- [Work to complete] Each entry below is to be copied verbatim.

- [Referring expression pointing data]
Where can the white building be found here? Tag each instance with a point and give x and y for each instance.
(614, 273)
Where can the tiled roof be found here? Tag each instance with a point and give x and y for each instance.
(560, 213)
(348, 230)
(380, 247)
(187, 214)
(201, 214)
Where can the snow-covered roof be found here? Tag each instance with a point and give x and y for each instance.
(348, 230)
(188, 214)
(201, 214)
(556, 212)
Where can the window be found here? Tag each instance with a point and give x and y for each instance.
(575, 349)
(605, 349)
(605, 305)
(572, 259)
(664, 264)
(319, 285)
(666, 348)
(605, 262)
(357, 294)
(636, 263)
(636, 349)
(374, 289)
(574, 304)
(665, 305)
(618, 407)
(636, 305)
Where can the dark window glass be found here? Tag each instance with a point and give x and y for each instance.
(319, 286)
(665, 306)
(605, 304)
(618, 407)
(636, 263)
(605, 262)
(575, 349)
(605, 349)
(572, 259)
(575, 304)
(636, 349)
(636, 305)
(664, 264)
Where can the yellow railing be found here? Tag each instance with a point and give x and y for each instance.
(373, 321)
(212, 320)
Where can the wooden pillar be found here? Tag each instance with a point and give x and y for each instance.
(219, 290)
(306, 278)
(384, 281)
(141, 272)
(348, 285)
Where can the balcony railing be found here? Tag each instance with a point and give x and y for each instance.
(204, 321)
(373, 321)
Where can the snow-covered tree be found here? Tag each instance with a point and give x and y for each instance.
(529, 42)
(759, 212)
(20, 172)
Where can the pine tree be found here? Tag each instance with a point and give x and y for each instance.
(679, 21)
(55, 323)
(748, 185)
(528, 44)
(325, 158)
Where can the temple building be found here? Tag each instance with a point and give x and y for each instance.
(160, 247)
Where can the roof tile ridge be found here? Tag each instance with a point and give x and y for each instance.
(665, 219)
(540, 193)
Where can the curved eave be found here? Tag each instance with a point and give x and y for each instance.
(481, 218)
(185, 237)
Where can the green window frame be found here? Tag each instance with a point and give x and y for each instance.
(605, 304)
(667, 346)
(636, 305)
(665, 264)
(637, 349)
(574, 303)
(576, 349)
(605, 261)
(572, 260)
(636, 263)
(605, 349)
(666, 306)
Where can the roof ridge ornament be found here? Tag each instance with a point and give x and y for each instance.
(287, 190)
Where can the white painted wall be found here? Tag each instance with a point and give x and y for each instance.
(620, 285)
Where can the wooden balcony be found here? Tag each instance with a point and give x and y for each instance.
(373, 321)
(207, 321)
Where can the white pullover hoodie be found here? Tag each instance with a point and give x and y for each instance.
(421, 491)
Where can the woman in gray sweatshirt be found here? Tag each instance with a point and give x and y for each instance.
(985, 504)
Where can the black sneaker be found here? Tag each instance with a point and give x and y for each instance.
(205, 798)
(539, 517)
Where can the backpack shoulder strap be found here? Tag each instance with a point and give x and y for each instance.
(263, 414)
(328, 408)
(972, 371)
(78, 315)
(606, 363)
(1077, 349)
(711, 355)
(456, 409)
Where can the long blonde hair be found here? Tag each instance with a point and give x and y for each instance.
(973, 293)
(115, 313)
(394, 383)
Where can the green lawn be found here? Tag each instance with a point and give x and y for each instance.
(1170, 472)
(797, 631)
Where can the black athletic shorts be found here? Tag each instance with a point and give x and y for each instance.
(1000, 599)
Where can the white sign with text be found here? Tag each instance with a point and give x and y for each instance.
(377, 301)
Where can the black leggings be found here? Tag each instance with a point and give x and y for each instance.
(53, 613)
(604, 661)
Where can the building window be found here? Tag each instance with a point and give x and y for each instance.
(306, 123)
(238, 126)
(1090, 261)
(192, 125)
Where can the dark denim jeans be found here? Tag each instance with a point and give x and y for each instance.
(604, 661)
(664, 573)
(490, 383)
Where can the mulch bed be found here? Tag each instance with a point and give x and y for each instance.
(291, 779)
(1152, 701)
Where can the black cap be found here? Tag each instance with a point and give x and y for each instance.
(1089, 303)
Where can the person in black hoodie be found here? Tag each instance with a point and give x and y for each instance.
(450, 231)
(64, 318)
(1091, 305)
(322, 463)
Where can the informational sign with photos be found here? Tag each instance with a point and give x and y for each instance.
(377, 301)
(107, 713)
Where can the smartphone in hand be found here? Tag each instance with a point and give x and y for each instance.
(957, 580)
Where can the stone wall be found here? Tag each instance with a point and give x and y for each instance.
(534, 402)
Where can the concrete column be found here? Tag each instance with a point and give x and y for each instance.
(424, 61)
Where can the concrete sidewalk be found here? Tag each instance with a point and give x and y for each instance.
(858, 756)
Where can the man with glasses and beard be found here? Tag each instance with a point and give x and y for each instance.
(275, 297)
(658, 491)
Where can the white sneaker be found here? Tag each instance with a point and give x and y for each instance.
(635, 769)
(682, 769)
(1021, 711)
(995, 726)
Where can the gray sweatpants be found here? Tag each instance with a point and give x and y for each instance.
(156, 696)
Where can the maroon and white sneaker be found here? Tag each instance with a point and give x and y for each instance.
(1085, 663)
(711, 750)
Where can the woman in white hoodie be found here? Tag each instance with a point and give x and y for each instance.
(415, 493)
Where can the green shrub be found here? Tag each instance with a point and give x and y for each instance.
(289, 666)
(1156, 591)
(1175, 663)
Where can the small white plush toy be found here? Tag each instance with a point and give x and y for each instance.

- [Answer for the task]
Where can the white building be found here? Tag each instance with a point and give x and y for each instance.
(614, 273)
Where can the tiled roof be found here? Tag each instance with a point and give x and y for each instance.
(560, 213)
(348, 230)
(380, 247)
(187, 214)
(201, 214)
Where can the snow-covered roof be found here? Tag each instance with a point and give x and y for each instance.
(348, 230)
(188, 214)
(201, 214)
(556, 212)
Where can the window be found here? Tag each instance with a point and give x and y for each instance.
(575, 349)
(605, 349)
(605, 305)
(572, 259)
(664, 264)
(319, 285)
(666, 348)
(605, 262)
(357, 294)
(636, 263)
(636, 349)
(374, 289)
(574, 304)
(665, 305)
(618, 407)
(636, 305)
Where can the dark window glass be found here? Tag each instance with a point and give x and y for each instance.
(319, 286)
(665, 306)
(605, 304)
(618, 407)
(636, 263)
(605, 262)
(575, 349)
(605, 349)
(572, 259)
(575, 304)
(636, 349)
(636, 305)
(664, 264)
Where can the yellow railing be found here? Tag each instance with a point and give x and y for each instance.
(373, 321)
(212, 320)
Where can the wooden pillar be found here? Tag each instance with a point and give x and y for each instance.
(219, 290)
(306, 278)
(384, 281)
(141, 272)
(348, 285)
Where can the balcony railing be found here? Tag each instance with a point and give x and y for each instance.
(204, 321)
(373, 321)
Where can the snow-covered tree be found here? Tag each instance with a point and give x and y for each instance.
(529, 42)
(759, 212)
(20, 172)
Where can the pine tree be found here? Tag each instance with a point and give x and y for each instance.
(679, 21)
(55, 323)
(748, 185)
(528, 44)
(325, 158)
Where can the temple building be found here? Tag each instance with a point and give x and y for each instance.
(160, 247)
Where can the roof tile ridge be found here? Tag each instance with a point and give x and y for each instance.
(665, 219)
(540, 193)
Where can the curved eave be found here? Tag each instance with a point and give x and y for each instance.
(481, 218)
(185, 237)
Where can the green window frame be found here? Tag each instance with a point and give x and y for each instance.
(605, 304)
(667, 346)
(636, 305)
(665, 264)
(637, 349)
(574, 303)
(576, 349)
(605, 261)
(572, 260)
(636, 263)
(605, 349)
(666, 306)
Where can the roof ridge ornament be found here? Tag each instance with a point and give x and y for each instance.
(287, 190)
Where can the white painted wall be found here? Tag each instance with a point and give x and y for each instance.
(620, 285)
Where can the wooden balcony be found here? Tag each instance with a point and give x and y for each instance.
(373, 321)
(207, 321)
Where can the white pullover hoodie be found here? Tag each instance with a point and give x and y for each instance.
(421, 491)
Where can the woman in gray sweatshirt be found here? Tag each instance with a point and give x and y for each instance.
(985, 504)
Where can the black sneaker be found here? Tag each instance with a point and give x and y for each instance.
(205, 798)
(539, 517)
Where can the backpack shoulder strap be found here? Tag each instance with a point and give x and y for each instance.
(263, 414)
(328, 408)
(972, 371)
(78, 315)
(606, 363)
(1077, 349)
(711, 355)
(456, 409)
Where can the long blonde hair be found here? Tag each instance with a point and give x and y for each instance.
(973, 293)
(115, 313)
(394, 383)
Where can the green lawn be found here? Tag each instance with a point and give x and y for each instance.
(1170, 472)
(797, 631)
Where can the black athletic shorts be found here? Tag each instance with a point and give x and y for each instance.
(1000, 599)
Where can the white sign with text be found here? Tag each instance with a point and give x and y for each instance.
(377, 301)
Where can the black leggings be found here? Tag each instance with a point and give x and y for each instance.
(53, 613)
(604, 661)
Where can the building window be found here? Tag each instance with a point and give x and y for each instance.
(306, 123)
(238, 126)
(1090, 261)
(192, 125)
Where can the dark denim jeans be found here? Tag each instance with a point and give x and y for each instance.
(604, 661)
(664, 573)
(490, 383)
Where can the mulch bed be found here? Tag each instance with a point and give x and y for each instance.
(291, 779)
(1152, 701)
Where can the black cap be found here? Tag each instance with a point and give x and y for each instance.
(1089, 303)
Where can the person in black hoodie be found here? Tag each instance with a point and give x and y for each instance.
(450, 231)
(64, 318)
(1091, 305)
(322, 463)
Where can the informational sign with photos be found here? Tag each instance with a point and give x and y for each instance.
(377, 301)
(107, 713)
Where can the smartphone in hand be found here? Tag each instance with a point and give x and y for each instance.
(957, 580)
Where can the stone wall be found here? Tag each instance with a point and give x and y for each instance.
(534, 402)
Where can the concrete column be found here? Tag each instance with a point and give x and y for each instance.
(424, 61)
Where can the concrete sidewalk be found here? Tag each instance with a point and give x and y for each instance.
(858, 756)
Where can the man with glasses and beard be found here? Tag each instance with a point and give x and y for each instance.
(275, 297)
(658, 491)
Where can the white sneaker be found here? Tag each instance with a point and give x and y for each instance.
(635, 769)
(682, 769)
(1021, 711)
(995, 726)
Where can the gray sweatpants be found here? Tag each instance with a point and give x and y for each instance.
(156, 696)
Where can the maroon and white sneaker be found here? Tag each instance with a point and give x and y for each instance.
(1085, 663)
(711, 750)
Where can the woman in white hoodie be found here? Tag each instance with a point and give x and y for each instance.
(415, 493)
Where can the green shrub be found here? Tag each instance with a point and give x and y for each instance.
(289, 666)
(1156, 591)
(1175, 663)
Where can the small white plush toy be found here? Tag each instance with a point and give x and y for each instance.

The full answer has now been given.